## INFORMATION PROVIDED
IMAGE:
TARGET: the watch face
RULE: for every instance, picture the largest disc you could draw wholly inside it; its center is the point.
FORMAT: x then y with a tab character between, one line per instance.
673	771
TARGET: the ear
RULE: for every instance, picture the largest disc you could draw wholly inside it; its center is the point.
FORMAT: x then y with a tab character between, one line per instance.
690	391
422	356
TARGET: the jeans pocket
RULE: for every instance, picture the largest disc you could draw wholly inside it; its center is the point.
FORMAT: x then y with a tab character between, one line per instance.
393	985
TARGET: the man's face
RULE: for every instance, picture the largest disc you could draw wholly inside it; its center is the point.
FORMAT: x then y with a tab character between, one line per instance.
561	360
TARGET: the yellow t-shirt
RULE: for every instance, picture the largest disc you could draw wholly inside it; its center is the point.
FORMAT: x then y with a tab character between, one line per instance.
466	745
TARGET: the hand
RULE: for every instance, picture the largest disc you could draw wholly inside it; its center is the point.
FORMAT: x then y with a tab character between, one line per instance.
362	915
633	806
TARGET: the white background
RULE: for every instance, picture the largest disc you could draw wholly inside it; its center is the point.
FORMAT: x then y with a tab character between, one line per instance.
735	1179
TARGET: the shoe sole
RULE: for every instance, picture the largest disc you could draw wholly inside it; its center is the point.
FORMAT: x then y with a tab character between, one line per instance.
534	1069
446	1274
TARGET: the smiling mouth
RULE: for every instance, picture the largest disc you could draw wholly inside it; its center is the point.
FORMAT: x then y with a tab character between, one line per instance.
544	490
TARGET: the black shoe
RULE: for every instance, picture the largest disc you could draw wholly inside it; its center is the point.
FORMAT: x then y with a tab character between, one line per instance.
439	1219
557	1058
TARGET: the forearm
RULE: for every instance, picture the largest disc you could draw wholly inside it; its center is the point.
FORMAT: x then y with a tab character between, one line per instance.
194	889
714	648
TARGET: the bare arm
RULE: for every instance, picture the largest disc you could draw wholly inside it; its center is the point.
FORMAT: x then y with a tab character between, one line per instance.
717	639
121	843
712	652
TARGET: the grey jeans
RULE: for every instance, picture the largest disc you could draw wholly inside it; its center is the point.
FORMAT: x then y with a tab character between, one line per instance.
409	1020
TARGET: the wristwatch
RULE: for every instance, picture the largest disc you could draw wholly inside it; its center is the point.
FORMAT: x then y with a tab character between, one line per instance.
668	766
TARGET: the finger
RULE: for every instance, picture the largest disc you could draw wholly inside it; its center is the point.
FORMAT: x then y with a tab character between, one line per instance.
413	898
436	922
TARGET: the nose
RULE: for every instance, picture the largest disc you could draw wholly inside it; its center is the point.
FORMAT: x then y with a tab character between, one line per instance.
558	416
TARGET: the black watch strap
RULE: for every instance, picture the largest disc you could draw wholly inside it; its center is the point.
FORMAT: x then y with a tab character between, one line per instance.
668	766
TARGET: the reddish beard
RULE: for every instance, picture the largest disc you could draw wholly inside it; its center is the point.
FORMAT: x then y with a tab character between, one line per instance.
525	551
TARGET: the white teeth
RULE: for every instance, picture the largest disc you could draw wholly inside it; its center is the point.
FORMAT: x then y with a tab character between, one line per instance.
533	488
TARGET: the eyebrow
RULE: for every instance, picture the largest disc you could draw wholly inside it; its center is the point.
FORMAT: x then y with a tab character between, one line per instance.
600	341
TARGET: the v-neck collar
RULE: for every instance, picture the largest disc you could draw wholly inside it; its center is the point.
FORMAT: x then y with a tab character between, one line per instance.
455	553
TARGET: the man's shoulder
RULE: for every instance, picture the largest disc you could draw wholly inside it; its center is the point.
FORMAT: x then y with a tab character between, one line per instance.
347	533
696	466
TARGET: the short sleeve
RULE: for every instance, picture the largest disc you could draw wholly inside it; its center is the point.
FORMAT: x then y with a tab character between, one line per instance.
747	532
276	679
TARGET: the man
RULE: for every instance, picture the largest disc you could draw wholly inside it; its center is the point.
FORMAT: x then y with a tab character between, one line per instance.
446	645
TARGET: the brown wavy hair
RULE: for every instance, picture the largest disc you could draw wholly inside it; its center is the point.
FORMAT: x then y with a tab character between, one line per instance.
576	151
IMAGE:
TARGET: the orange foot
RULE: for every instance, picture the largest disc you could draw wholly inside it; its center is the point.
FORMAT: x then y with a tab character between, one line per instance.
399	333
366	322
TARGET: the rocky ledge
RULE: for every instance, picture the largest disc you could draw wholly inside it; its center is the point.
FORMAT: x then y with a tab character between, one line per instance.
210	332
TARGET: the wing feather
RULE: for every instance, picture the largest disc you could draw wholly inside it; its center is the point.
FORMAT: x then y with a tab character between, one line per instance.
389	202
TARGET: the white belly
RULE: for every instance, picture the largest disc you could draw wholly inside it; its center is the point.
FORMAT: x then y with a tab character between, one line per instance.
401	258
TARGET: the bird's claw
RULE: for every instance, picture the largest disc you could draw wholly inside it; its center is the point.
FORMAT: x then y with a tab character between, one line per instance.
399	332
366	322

## BRIEF
Type out the entries again, word for word.

## WRITTEN SOLUTION
IMAGE:
TARGET: the watch face
RULE: for every instance, picture the largest disc you could draw wholly inside it; its center is the point.
FORMAT: x then y with a tab character between, one line per instance.
673	771
TARGET: the ear
RULE: for every instance, picture the largest disc you could draw wholly inside it; its center is the point.
FORMAT: x then y with a tab character between, one line per instance.
690	391
422	356
TARGET: the jeans pocket
RULE: for every instance, picture the largest disc you could draw wholly inside it; its center is the point.
FORMAT: x then y with a tab character between, one line per instance.
393	985
TARGET: the man's face
RULE: for every instance, picture the largest disc you could draw wholly inside it; its center is the point.
FORMAT: x then y with a tab character between, one line per instance.
561	360
TARGET: the yellow t-shirt
RULE: for every instance, picture the largest disc you could draw wholly inside it; its center is the point.
FORMAT: x then y with a tab character between, one line per instance.
466	745
TARGET: the hand
RULE: for every instance, picture the largest disc you could draw wholly inside it; its center is the point.
FORMAT: x then y with a tab character between, one line per instance.
362	915
633	806
TARGET: the white background
RULE: for every instance, picture the largest disc you could draw wholly inside it; its center is the point.
FORMAT: x then y with a tab character between, one line per instance.
735	1179
TARGET: the shoe sole
RULE: for every instance, picture the largest disc you could draw wholly inside it; its center is the point.
FORMAT: x then y with a tab character between, one line per instance.
534	1069
446	1274
TARGET: the smiling mouth
RULE: for every instance, picture the largest disc you could draw wholly inside it; its center is the point.
FORMAT: x then y with a tab character between, one line per instance.
544	490
TARGET: the black shoe
RULE: for every instance, picture the largest disc you could draw wholly inside it; its center is the point.
FORMAT: x then y with a tab character between, one line per instance.
439	1219
557	1058
TARGET: the forearm
RULE: for every instance, picture the largest disc you could draw wholly inside it; its center is the point.
FORMAT: x then y with a tab character between, one line per instance.
194	889
714	648
TARGET: the bare arm
RULE: for every instance, picture the largest disc you could draw wholly inside it; its center is the point.
FORMAT: x then y with a tab character between, one line per instance.
717	639
121	843
712	652
TARGET: the grey jeans
RULE: for every instance, picture the largest disc you could draw wholly inside it; its center is the point.
FORMAT: x then y with a tab character between, one line per instance.
409	1020
TARGET: the wristwatch
RULE: for every instance, picture the largest disc you could draw wholly inside it; its center is the point.
FORMAT: x then y with a tab character between, one line per instance.
668	766
TARGET: the finger
RULE: for every instance, picture the largest disc you could draw wholly inside it; its center is the point.
FORMAT: x then y with a tab character between, one line per instance.
413	898
436	922
TARGET: the nose
RULE: for every instance, picture the largest disc you could draw wholly inside it; its center is the point.
FORMAT: x then y with a tab character between, one line per instance.
558	416
TARGET: the black watch strap
RULE: for every instance, picture the largest disc you could draw wholly inside it; its center is the point.
FORMAT: x then y with a tab character between, one line per instance.
668	766
TARGET: the reddish beard
RULE: for every instance, picture the largest disc you could draw wholly inside it; its center is the point.
FORMAT: x then y with a tab character between, one line per instance.
525	551
TARGET: the white teeth
RULE: for every instance, picture the largest disc you could draw wholly inside it; its center is the point.
FORMAT: x then y with a tab character between, one line per instance.
533	488
TARGET: the eyebrow
RULE: for every instance, picture the largest disc you could draw wholly inside it; its center is the point.
FORMAT: x then y with a tab character between, one line per instance.
600	341
TARGET: the v-neck collar
RULE: for every instance, picture the largest disc you could draw wholly inside it; its center is the point.
FORMAT: x then y with a tab character between, one line per instance.
455	553
TARGET: the man's shoulder
RULE: for every instance, picture the largest disc you could draw wholly inside it; its center is the point.
FORMAT: x then y with a tab character between, one line per instance.
347	533
696	466
TARGET: the short sleeve
RULE: for every instance, picture the largest disc you could draw wholly inside it; its center is the point.
FORMAT: x then y with a tab character between, one line per instance.
747	532
276	679
TARGET: the man
RULE: for every instance, picture the largest disc you could draw wholly inside it; its center is the point.
FORMAT: x then y with a tab character between, one line per instance.
446	645
TARGET: the brown wavy hair
RULE: for every instance, picture the largest disc you could draw wholly inside it; its center is the point.
FORMAT: x then y with a tab character between, one line per instance.
576	151
IMAGE:
TARGET: the orange foot
RULE: for every instance, picture the largest disc you could draw wholly inside it; its center is the point.
FORMAT: x then y with a tab character between, one line per instance.
399	333
366	322
TARGET: the rocky ledge
RULE: for every instance, picture the largest disc you could draw wholly inside it; its center is the point.
FORMAT: x then y with a tab character between, one line per instance.
210	332
TARGET: the wing feather
RULE: for every instance, picture the largest disc you could draw wholly inside it; its center is the point.
FORMAT: x then y with a tab character between, one line per instance.
389	202
TARGET: the white belly
RULE: for every instance, picture the largest disc you could draw wholly inside it; its center is the point.
FORMAT: x then y with a tab character between, one line per instance.
401	258
TARGET: the bird's claw
RULE: for every instance, picture the largest disc you could draw wholly inside it; its center is the point.
FORMAT: x then y with a tab character between, one line per instance.
399	332
366	322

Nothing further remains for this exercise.